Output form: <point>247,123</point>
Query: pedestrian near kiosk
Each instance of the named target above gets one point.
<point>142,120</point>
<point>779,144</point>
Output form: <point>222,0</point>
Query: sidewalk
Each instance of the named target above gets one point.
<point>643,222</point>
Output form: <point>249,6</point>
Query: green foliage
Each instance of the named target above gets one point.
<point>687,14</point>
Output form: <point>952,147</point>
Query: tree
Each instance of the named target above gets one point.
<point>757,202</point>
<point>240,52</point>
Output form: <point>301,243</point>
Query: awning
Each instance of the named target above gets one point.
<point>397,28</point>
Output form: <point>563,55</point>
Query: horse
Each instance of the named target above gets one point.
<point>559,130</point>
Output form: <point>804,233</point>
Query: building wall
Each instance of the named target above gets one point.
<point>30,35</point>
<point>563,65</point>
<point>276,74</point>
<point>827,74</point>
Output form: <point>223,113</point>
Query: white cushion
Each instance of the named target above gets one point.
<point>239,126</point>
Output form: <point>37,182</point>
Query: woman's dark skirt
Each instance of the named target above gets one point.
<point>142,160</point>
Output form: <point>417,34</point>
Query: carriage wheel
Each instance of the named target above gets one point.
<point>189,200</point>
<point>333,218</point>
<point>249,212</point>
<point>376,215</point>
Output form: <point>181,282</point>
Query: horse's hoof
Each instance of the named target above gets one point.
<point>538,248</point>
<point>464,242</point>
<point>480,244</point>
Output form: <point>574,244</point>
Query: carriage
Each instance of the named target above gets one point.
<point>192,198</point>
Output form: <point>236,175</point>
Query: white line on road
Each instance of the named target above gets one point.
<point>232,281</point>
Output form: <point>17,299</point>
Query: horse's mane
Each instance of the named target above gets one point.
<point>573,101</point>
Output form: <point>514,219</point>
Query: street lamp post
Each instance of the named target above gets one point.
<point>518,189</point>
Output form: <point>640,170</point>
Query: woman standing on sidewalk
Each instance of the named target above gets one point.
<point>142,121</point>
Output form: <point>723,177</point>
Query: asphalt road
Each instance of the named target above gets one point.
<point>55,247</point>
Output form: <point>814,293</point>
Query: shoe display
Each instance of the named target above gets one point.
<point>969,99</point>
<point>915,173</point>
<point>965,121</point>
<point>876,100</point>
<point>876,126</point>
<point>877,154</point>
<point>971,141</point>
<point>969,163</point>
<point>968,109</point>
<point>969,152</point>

> [To do] Write out every entry above, word for word.

> [Solved exercise]
Output form: <point>247,123</point>
Query: pedestrian near kiosk
Each instance of the named target above gets one point.
<point>142,120</point>
<point>779,144</point>
Output form: <point>222,0</point>
Query: sidewalk
Each instance of the named target above gets one point.
<point>643,222</point>
Output form: <point>249,6</point>
Query: green foliage
Each instance of the named target above gets one point.
<point>687,14</point>
Output form: <point>952,147</point>
Query: tree
Each instance of the named target above gets one point.
<point>757,202</point>
<point>240,52</point>
Output form: <point>301,243</point>
Query: awning
Each instance of the named target above gets one point.
<point>397,28</point>
Output form: <point>563,55</point>
Query: horse
Each instance of the named target above gets one point.
<point>559,130</point>
Output form: <point>804,233</point>
Query: building wall
Each instance of the named target above gets one point.
<point>30,35</point>
<point>563,65</point>
<point>276,74</point>
<point>827,74</point>
Output form: <point>223,113</point>
Query: white cushion
Each instance of the named target above gets one point.
<point>239,126</point>
Output form: <point>37,182</point>
Query: woman's dark skirt
Each instance of the named target above gets one point.
<point>142,160</point>
Output form: <point>417,34</point>
Query: carriage wheel
Each instance of the named target above gets one point.
<point>189,200</point>
<point>333,218</point>
<point>249,212</point>
<point>376,215</point>
Output form: <point>181,282</point>
Query: horse's hoof
Each instance of the named target above gets one point.
<point>538,248</point>
<point>464,242</point>
<point>480,244</point>
Output form: <point>574,244</point>
Query: carriage
Each instance of the named target above gets one point.
<point>192,198</point>
Output form: <point>236,175</point>
Query: white line on road
Each instance of the named target above gets one point.
<point>232,281</point>
Output form: <point>17,299</point>
Query: horse's mane
Each instance of the named target above gets one point.
<point>573,101</point>
Output form: <point>514,219</point>
Query: street lamp post
Each instance of the named target above gets one point.
<point>518,189</point>
Output form: <point>640,170</point>
Query: woman standing on sidewalk
Each instance of the named target above gets one point.
<point>142,121</point>
Output form: <point>723,177</point>
Query: asphalt road
Each instance of the named target above gets one point.
<point>55,247</point>
Output form: <point>814,293</point>
Query: shoe display
Each instance of the named target above gets one point.
<point>969,99</point>
<point>915,173</point>
<point>965,121</point>
<point>876,100</point>
<point>876,126</point>
<point>877,154</point>
<point>971,141</point>
<point>969,163</point>
<point>968,109</point>
<point>969,152</point>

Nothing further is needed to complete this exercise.